_Quoted passage_
•••

Student body presidents from five Oregon public universities Thursday sent a letter urging state lawmakers to reevaluate higher education spending priorities — away from construction projects and toward student financial aid.
“[W]e have seen a recurring trend in funding initiatives and projects across state universities that do not directly contribute to the needs of students,” the letter reads.
Student advocacy nonprofit, the Oregon Student Association, along with student government presidents from the University of Oregon, Western Oregon University, Eastern Oregon University, Portland State University and Oregon State University, addressed their joint letter to the state’s Higher Education Coordinating Commission and the Oregon Legislature.
The letter specifically calls on the legislature to make emergency investments into the Oregon Opportunity Grant — Oregon’s largest state-funded, need-based grant program for college students.
Currently, less than one in four students who are eligible for the Oregon Opportunity Grant receive the funding, the letter states.
“This stands out as a deeply concerning flaw in state distribution of funding,” the letter reads. “We believe that financial aid investment is a fundamental part of any strategy for long term economic recovery across the state.”

•••

Image point grounding data

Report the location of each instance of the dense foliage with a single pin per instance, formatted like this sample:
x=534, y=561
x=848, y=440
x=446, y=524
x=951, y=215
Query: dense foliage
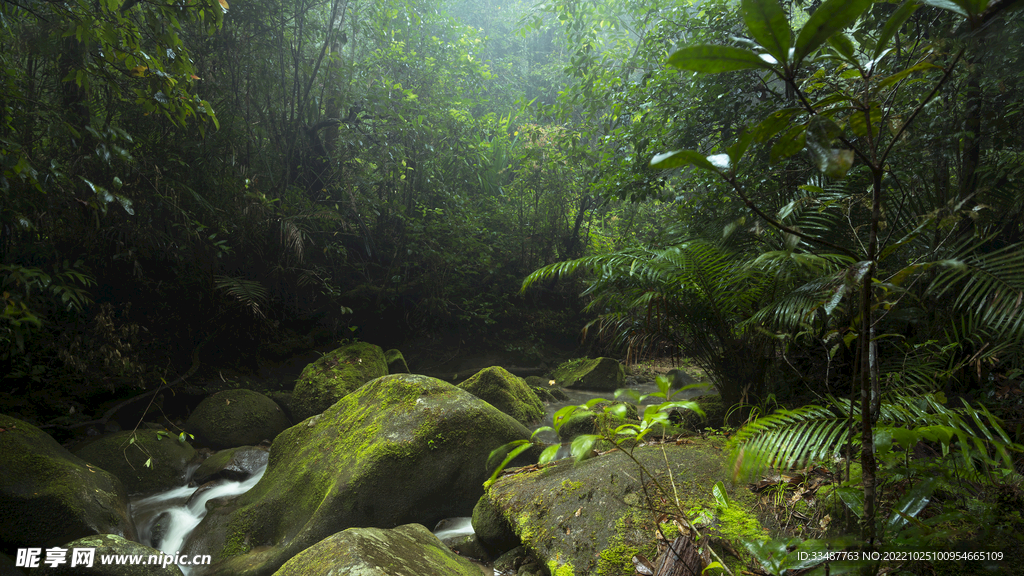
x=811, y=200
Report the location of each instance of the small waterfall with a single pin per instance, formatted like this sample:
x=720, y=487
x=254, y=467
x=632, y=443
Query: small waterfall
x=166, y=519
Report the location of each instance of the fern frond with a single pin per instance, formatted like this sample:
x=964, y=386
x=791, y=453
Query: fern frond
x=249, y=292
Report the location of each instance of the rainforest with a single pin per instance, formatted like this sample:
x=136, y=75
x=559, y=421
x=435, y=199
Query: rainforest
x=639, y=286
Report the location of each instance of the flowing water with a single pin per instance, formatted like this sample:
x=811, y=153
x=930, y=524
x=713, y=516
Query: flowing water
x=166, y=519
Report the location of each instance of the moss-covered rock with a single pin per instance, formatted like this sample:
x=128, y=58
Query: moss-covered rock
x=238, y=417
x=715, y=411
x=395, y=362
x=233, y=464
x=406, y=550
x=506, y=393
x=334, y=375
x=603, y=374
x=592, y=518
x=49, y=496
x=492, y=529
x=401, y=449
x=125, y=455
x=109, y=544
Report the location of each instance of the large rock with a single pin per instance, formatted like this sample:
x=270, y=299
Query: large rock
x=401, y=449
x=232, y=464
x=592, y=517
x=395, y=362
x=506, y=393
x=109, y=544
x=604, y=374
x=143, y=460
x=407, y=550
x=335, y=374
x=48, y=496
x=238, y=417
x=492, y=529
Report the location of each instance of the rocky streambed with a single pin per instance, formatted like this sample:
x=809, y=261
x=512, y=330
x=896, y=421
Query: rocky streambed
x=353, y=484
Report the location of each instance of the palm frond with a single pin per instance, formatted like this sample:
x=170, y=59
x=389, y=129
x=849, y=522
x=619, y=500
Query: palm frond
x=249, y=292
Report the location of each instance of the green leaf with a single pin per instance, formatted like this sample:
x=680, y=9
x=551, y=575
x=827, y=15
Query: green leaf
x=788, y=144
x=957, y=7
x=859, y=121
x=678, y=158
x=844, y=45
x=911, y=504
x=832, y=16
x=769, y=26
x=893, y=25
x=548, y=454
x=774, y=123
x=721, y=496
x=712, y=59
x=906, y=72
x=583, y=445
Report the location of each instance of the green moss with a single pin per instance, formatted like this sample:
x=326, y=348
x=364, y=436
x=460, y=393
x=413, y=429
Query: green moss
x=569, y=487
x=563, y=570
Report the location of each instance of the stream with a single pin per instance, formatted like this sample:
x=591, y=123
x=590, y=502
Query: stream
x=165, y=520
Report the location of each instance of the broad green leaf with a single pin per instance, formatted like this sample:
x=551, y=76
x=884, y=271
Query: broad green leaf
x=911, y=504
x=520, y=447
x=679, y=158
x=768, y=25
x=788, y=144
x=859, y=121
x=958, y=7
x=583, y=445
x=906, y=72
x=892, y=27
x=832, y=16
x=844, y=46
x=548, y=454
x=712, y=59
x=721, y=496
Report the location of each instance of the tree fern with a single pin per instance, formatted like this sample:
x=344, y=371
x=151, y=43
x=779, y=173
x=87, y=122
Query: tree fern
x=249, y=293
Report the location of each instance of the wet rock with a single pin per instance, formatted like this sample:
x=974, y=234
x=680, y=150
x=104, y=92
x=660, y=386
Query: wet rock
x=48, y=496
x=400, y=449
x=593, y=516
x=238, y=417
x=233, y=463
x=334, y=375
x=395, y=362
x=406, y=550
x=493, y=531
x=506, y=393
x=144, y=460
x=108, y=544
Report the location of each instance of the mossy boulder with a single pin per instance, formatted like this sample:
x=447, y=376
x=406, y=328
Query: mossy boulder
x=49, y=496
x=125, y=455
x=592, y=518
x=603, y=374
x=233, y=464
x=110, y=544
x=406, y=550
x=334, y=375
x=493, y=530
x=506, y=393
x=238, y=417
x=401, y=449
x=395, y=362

•••

_Problems and tasks_
A. Rewrite the paragraph in the Oregon student aid article that begins "Student advocacy nonprofit" as a brief list, keeping its main facts.
B. Extend the Oregon student aid article beyond its final paragraph.
The records are separate material, unrelated to the article on Oregon student aid.

_Task-by-task outputs_
A.
- Authors of the joint letter: the Oregon Student Association, a student advocacy nonprofit, and the student government presidents of:
  - University of Oregon
  - Western Oregon University
  - Eastern Oregon University
  - Portland State University
  - Oregon State University
- Recipients: the state's Higher Education Coordinating Commission and the Oregon Legislature

B.
Oregon’s Higher Education Coordinating Commission, or HECC, concurs that only a fraction of eligible students get that grant funding every year.
The grant serves low-income students — many of whom come from underrepresented groups — beginning with those who have the most need first. But, the HECC said, because of the funding available, Oregon Opportunity Grant funds only go to the lowest-income students.
According to the HECC, the grant supported about 33,000 Oregon undergraduate students in 2019-20. That’s compared to more than 64,000 students who received a federal Pell grant. The HECC also noted that students above the Pell grant threshold still face financial challenges.
According to recent data from the HECC, most students who receive Oregon Opportunity Grant funds still have trouble affording college.
Nearly 80% of students receiving the Oregon Opportunity Grant at a public university and nearly half of recipients at community colleges still cannot cover expected costs of education, the HECC said.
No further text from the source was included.